By Stephen Farrell
(Reuters) – The Egyptian-controlled Rafah crossing is Gaza’s main lifeline to the outside world that is not run by Israel.
It is on Gaza’s southern border with Egypt, and has become the focal point of efforts to deliver humanitarian aid, and allow out injured people and foreign passport holders.
Israel imposed a “total siege” on the Palestinian enclave following the deadly attack by Hamas militants on Oct. 7 that killed more than 1,400 Israelis.
WHY IS RAFAH IN THE NEWS?
With Israel’s border crossings closed, Rafah is the only way that Gazans can leave the 360 sq km coastal strip.
The first group of injured evacuees left through Rafah on Nov. 1, Egyptian media and a source at the border told Reuters. They were followed by the first foreign passport holders, two sources at the border said.
Qatar mediated an agreement between Egypt, Israel and Hamas, in coordination with the United States, to allow limited evacuations.
Although Israel does not directly control the Rafah crossing, it monitors all activity in southern Gaza from Kerem Shalom military base, and other surveillance.
WHY IS THE RAFAH CROSSING SO IMPORTANT IN THIS CONFLICT?
Israel controls all sea and air access to Gaza and most of its land borders.
It tightened its existing restrictions into a total blockade after on Oct. 7, leaving Rafah as the only entry point for humanitarian aid.
WHAT IS THE LATEST ON AID TO THE GAZA STRIP?
In the first days of the war, Egypt said Rafah was open but inoperable due to Israeli bombardment in Gaza. After wrangling over conditions for delivering aid stranded on the Egyptian side, the first humanitarian convoy crossed into Gaza on Oct. 21.
The number of aid trucks going through Rafah averages 14 daily, U.N. aid officials say, far fewer than the 100 they estimate are needed to meet basic needs.
In normal times more than 400 trucks go into Gaza daily – through various routes – to supply 2.3 million people.
Desperation for essentials like bread drove Gazans to break into U.N. warehouses on Oct. 29 to seize flour and other items.
WHY IS IT DIFFICULT TO GET LARGE-SCALE AID THROUGH RAFAH?
Aid officials say Rafah’s principal role in the past was as a civilian crossing and that it was not equipped for a large-scale aid operation.
Egyptian officials say Israeli inspection procedures “significantly delay the arrival of aid”.
Aid trucks drive through the Egyptian border gate at Rafah before heading more than 40km (25 miles) to the Egyptian-Israeli crossing of Al-Awja/Nitzana for inspection, as agreed in negotiations with Israel. Trucks return to Egypt empty, with the aid reloaded onto separate trucks for delivery into Gaza.
Israel refuses to allow fuel into Gaza, saying it could be used by the Hamas militant group for their military goals.
During past conflicts aid was mainly delivered from Israel, and the U.N. aid operation for Palestinians has been run through Israel since the 1950s.
===============
EXERCISE SET:
a - Which section headings divide the article on the Rafah crossing?
b - Continue the article on the Rafah crossing from the point where it ends.
===============
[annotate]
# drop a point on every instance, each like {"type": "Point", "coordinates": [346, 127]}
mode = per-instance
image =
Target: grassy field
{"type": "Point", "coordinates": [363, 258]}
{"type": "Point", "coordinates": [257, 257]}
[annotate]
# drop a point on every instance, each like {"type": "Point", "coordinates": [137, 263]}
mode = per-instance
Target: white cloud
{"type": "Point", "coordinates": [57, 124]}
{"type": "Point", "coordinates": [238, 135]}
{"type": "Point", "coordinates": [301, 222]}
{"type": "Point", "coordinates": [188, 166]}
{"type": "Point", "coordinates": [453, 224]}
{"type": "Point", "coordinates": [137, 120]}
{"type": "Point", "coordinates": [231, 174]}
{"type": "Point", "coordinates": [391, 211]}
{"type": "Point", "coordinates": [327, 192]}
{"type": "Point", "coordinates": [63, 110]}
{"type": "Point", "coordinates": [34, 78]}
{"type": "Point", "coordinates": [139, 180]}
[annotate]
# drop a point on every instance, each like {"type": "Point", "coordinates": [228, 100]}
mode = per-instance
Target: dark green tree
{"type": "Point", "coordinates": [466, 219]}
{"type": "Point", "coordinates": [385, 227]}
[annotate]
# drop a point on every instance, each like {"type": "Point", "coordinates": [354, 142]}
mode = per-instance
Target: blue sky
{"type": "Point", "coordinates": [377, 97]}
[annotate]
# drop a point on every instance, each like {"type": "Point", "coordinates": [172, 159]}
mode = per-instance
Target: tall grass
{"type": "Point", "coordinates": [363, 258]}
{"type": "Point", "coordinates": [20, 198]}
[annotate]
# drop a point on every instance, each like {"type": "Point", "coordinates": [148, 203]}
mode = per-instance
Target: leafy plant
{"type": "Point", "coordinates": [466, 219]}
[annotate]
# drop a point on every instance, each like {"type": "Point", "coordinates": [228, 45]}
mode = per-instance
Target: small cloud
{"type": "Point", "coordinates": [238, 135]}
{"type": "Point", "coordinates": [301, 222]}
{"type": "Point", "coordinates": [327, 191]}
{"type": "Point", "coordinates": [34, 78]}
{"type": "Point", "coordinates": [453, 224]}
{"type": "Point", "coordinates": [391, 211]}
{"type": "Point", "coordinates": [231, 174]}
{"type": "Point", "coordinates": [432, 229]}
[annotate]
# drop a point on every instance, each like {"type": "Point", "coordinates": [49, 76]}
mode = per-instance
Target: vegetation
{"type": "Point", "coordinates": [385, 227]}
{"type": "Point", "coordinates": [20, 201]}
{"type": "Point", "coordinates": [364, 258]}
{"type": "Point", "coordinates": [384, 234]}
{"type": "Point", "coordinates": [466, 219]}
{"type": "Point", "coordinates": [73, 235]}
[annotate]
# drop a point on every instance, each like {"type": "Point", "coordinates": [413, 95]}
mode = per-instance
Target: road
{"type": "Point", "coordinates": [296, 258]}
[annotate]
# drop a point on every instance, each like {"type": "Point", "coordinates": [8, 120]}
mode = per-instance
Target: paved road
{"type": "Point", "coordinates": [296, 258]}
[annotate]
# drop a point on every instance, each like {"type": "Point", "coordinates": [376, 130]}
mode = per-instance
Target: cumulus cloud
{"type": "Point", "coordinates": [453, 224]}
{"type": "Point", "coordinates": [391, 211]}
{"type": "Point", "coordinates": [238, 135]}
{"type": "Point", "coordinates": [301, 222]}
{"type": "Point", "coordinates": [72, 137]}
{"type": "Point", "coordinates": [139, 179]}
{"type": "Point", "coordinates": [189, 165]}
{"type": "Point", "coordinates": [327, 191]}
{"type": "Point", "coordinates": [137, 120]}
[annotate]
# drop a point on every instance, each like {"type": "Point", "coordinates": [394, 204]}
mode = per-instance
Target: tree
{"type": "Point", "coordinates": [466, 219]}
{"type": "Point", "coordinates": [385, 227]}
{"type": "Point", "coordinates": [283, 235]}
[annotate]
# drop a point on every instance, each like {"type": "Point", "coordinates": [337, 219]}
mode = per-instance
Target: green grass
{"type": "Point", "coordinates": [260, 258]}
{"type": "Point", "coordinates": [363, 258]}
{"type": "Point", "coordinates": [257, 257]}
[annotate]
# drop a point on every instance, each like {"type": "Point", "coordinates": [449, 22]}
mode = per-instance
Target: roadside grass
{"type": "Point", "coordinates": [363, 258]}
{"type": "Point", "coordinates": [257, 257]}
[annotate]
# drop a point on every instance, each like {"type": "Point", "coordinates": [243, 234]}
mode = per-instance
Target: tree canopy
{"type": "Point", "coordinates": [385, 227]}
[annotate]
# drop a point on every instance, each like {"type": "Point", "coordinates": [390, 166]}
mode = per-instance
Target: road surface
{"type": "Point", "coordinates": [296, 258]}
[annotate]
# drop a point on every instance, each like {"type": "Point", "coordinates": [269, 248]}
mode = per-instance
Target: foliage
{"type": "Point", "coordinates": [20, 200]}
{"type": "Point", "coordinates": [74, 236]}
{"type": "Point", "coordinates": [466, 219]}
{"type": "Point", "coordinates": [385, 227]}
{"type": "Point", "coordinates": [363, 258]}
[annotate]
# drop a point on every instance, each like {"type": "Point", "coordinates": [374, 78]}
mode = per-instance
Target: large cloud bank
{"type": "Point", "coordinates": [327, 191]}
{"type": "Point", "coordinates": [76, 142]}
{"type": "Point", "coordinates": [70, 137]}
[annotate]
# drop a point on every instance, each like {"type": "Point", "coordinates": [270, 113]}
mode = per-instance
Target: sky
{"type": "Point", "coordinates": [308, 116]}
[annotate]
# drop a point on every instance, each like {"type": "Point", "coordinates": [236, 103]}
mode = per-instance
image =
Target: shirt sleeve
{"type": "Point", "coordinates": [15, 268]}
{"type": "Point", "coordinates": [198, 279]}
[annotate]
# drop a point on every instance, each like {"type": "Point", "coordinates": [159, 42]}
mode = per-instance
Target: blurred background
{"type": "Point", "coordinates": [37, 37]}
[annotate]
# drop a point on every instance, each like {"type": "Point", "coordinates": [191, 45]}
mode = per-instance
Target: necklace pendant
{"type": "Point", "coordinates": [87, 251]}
===============
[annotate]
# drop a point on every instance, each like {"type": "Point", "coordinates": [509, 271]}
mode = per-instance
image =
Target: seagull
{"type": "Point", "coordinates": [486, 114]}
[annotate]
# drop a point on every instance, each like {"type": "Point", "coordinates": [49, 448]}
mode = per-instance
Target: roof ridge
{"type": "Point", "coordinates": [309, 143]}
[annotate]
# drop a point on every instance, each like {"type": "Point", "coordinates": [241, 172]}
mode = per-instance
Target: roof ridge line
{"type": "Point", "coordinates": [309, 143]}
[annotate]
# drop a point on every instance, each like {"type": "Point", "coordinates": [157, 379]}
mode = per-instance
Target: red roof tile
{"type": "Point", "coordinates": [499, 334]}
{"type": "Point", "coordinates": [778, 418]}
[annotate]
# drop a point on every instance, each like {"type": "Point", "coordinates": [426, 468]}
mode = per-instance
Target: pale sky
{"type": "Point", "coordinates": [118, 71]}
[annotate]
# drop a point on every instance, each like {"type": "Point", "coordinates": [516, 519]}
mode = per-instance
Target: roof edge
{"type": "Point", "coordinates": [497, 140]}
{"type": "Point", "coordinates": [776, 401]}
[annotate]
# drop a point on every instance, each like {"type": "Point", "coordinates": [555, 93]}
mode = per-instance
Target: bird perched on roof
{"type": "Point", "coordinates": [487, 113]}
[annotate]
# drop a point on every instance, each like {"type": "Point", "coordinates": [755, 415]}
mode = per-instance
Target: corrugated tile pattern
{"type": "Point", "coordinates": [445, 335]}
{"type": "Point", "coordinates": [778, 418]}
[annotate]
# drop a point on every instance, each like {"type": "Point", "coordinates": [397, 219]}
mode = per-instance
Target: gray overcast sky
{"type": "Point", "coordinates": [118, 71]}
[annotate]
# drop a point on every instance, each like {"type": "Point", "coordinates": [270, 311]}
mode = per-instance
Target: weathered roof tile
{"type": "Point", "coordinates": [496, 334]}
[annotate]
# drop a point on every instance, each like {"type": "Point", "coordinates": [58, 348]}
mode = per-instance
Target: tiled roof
===============
SOLVED PROBLEMS:
a -
WHY IS RAFAH IN THE NEWS?
WHY IS THE RAFAH CROSSING SO IMPORTANT IN THIS CONFLICT?
WHAT IS THE LATEST ON AID TO THE GAZA STRIP?
WHY IS IT DIFFICULT TO GET LARGE-SCALE AID THROUGH RAFAH?

b -
The United Nations has pushed for Israel to open its Kerem Shalom crossing, near where Israel, Gaza and Egypt meet.
CAN U.S. CITIZENS AND DUAL NATIONALS LEAVE GAZA?
The Qatar-mediated deal allows for limited evacuations of foreign passport holders. A list was agreed between Israel and Egypt, a Western official said.
Egyptian sources said on Nov. 1 that 500 foreign passport holders were expected to pass through Rafah in the coming days.
WHY IS ACCESS THROUGH RAFAH RESTRICTED BY EGYPT?
Egypt is the only Arab state to share a border with Gaza and it fears the destabilising effect of an exodus of Palestinians. Egypt and Jordan have both warned against Palestinians being forced off their land.
Egyptian President Abdel Fattah al-Sisi is also wary of Hamas, an Islamist armed group created by the Muslim Brotherhood.
Since Hamas took control in Gaza in 2007, Egypt has helped enforce a blockade of the enclave.
During a previous blockage in 2008 Hamas blasted holes in Egypt’s border fortifications. That allowed tens of thousands of Palestinians to cross into Sinai, and prompted Egypt to build a stone and cement wall.
Egypt is also wary of insecurity in northeastern Sinai, where it faced an Islamist insurgency that has now largely been suppressed.
Egypt has mediated between Israel and Palestinian factions during past conflicts. But in those situations it also locked down the border, allowing aid in and medical evacuees out but preventing any large-scale movement of people.
WILL GAZANS LEAVE?
Around 1.6 million Palestinians in Gaza are refugees, according to the U.N., two thirds of its population.
Many are determined not to repeat the mass displacement of the 1948 war surrounding Israel’s founding, when some 700,000 Palestinians fled or were driven from their homes, and have been denied return.
They mourn it as the “Nakba”, or “catastrophe”. Israel contests the assertion that it drove Palestinians out, saying it was attacked by five Arab states.